_TASKS AND EXERCISES_.
A - Please list every kind of animal that the microplastics article names as ingesting microplastics.
B - Rework the passage of the microplastics article starting with "Your Poop Is" and going on through "birds and humans.", swapping "dumptruckful" for "garbage truckload".
C - Carry on writing the microplastics article from its final sentence.

_SOURCE PASSAGE_.
================
Your Poop Is Probably Full of Plastic

PolymPart: Every minute, a dumptruckful of plastic plops into the world’s oceans. That’s eight billion metric tons every year. Once waterborne, whatever doesn’t wash ashore eventually breaks down into itty bits. The puniest pieces—the ones smaller than 5 millimeters wide—are called microplastics, and their fates are numerous. Some glob onto an Alaska-sized gyre of plastic debris swirling in the Pacific Ocean. Others sink to a variety of depths, according to their densities, perfusing the world’s waters. Still others get ingested by marine life, including fish and shellfish, which are in turn ingested by other animals, like birds and humans.

Microplastics

All of this is a mess, from an ecological perspective. But it’s that last bit—the microplasticine infiltration of food webs—that worries not just ecologists but gastroenterologists. If microplastics are invading the things we eat, it’s possible that they’re invading our stomachs and intestines, too. But while the matryoskha-nature of food chains certainly suggests that human guts harbor microplastics, nobody’s really bothered to look in a systematic way.

Until now! Today at the United European Gastroenterology meeting in Vienna, researchers announced they have detected microplastics in stool samples from every single one of a small group of international test subjects. “Plastics are pervasive in everyday life and humans are exposed to plastics in numerous ways,” said Philipp Schwable, a gastroenterologist at the Medical University of Vienna, who led the study, via email. And yet, even he did not expect that every poo would test positive.
================
_EXTRACTED MATERIAL_.
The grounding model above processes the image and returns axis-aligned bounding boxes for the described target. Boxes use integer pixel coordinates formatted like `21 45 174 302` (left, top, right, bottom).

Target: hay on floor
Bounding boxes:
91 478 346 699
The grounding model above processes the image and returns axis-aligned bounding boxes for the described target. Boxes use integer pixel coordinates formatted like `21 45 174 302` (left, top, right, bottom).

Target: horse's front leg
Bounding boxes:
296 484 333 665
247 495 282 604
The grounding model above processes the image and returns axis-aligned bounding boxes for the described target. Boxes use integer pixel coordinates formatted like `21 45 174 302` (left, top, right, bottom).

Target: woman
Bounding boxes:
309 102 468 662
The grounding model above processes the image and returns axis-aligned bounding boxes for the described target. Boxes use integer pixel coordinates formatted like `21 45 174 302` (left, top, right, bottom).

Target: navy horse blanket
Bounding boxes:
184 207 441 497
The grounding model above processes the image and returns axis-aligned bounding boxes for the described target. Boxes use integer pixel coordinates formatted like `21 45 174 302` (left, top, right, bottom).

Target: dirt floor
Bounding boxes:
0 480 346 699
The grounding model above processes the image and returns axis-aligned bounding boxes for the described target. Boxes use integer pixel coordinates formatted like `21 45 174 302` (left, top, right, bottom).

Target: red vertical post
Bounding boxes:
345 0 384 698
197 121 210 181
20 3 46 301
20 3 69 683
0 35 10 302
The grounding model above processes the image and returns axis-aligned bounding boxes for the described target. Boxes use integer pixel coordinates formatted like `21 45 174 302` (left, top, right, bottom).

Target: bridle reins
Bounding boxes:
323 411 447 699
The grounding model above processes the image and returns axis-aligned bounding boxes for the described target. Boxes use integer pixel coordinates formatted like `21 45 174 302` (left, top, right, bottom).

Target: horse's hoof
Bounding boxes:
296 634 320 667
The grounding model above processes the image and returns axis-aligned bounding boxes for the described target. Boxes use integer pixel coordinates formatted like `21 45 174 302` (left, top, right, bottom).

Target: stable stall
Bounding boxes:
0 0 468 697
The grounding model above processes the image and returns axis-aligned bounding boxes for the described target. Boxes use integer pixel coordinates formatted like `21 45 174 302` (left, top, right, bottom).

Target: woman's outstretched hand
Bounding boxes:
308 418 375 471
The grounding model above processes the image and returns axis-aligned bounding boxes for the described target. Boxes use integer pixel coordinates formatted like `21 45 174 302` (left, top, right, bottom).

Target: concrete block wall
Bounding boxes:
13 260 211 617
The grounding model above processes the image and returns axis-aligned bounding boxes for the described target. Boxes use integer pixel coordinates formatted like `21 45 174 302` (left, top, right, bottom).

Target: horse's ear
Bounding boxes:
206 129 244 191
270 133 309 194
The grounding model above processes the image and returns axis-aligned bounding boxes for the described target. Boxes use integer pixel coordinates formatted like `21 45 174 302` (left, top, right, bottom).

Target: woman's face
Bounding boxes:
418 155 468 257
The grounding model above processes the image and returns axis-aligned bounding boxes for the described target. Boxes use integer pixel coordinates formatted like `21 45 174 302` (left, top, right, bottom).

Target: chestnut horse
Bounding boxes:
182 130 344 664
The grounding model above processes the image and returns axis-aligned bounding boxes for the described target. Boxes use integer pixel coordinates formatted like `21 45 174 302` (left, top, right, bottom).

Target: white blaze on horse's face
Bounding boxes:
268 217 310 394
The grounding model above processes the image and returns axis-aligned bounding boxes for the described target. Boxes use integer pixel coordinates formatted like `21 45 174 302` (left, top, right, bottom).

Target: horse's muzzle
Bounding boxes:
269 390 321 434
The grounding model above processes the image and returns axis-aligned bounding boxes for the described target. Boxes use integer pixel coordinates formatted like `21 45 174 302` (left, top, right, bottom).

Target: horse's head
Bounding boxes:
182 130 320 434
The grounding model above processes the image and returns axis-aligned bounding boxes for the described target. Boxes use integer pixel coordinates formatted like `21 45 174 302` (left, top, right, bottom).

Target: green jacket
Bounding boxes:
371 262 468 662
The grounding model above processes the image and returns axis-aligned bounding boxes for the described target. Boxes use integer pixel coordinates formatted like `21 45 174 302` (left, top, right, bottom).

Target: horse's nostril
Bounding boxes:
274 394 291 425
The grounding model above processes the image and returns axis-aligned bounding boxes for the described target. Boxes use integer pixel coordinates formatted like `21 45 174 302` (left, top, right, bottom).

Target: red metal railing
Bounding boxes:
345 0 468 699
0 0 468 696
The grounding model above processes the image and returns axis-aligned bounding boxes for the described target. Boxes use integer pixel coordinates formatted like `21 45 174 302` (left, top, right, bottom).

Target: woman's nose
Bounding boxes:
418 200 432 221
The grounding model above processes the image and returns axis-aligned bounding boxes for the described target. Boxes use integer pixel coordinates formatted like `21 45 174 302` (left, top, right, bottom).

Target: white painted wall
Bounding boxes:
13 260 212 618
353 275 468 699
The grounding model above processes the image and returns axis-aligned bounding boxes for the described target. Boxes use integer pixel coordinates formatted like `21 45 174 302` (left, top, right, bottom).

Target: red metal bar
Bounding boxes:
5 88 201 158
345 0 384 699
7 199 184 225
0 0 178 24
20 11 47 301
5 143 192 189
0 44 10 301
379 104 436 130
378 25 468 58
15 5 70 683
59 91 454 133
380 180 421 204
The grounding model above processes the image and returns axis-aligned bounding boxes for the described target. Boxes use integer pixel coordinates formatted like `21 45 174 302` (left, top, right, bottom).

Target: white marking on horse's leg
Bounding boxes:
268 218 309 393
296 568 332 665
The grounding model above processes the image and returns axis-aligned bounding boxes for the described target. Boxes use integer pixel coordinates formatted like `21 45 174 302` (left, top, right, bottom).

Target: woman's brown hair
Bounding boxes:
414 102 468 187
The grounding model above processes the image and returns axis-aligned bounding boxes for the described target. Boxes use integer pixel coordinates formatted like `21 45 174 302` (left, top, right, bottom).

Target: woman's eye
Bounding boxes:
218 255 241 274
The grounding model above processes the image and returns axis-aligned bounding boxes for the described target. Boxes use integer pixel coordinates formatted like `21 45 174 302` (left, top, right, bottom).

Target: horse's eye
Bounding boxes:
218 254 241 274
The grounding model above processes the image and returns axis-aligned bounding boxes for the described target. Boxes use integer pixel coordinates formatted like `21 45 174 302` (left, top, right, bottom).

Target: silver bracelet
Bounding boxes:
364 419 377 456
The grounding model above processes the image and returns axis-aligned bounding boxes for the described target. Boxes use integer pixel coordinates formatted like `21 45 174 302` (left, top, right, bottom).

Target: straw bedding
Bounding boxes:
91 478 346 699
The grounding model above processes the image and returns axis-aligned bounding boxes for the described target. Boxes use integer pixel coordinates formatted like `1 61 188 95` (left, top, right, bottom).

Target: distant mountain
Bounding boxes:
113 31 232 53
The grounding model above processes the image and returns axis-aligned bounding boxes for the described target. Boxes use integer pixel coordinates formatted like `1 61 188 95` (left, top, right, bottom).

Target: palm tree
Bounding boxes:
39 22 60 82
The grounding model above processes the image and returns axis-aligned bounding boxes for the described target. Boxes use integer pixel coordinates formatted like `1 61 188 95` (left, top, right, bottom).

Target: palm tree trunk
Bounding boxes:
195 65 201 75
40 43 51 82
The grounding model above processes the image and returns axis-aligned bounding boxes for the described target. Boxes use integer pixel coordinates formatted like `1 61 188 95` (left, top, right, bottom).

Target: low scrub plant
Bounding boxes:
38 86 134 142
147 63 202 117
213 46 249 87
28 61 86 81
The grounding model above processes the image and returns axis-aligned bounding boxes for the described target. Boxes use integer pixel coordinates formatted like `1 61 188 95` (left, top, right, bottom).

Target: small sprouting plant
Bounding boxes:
================
_RESULTS FOR EACH TASK_.
A - fish, shellfish, birds, humans

B -
Your Poop Is Probably Full of Plastic

PolymPart: Every minute, a garbage truckload of plastic plops into the world’s oceans. That’s eight billion metric tons every year. Once waterborne, whatever doesn’t wash ashore eventually breaks down into itty bits. The puniest pieces—the ones smaller than 5 millimeters wide—are called microplastics, and their fates are numerous. Some glob onto an Alaska-sized gyre of plastic debris swirling in the Pacific Ocean. Others sink to a variety of depths, according to their densities, perfusing the world’s waters. Still others get ingested by marine life, including fish and shellfish, which are in turn ingested by other animals, like birds and humans.

C -
The pilot study tested eight subjects from eight different countries: Austria, Italy, Finland, Japan, the Netherlands, Poland, Russia, and the UK. Each maintained a food diary the week before donating their stools, which they deposited in glass jars, wrapped in biohazard bags, and shipped in cardboard boxes marked “Biological Substance, Category B” to the Environment Agency Austria for analysis. It’s the first study of its kind—”maybe because it is not the most pleasant material to work with,” Schwable says, but also because it required close collaboration between doctors and analytical chemists, the latter of whom identified the plastics with a method called Fourier-transform infrared micro-spectroscopy.

Every participant’s poop tested positive for plastics, from polyethylene (commonly found in plastic bags) to polypropylene (bottle caps) to polyvinyl chloride (the “PVC” in PVC pipe). In fact, of the ten types of plastic that the researchers screened for, nine were detected. On average, the researchers turned up 20 particles of microplastic per quarter pound of poop.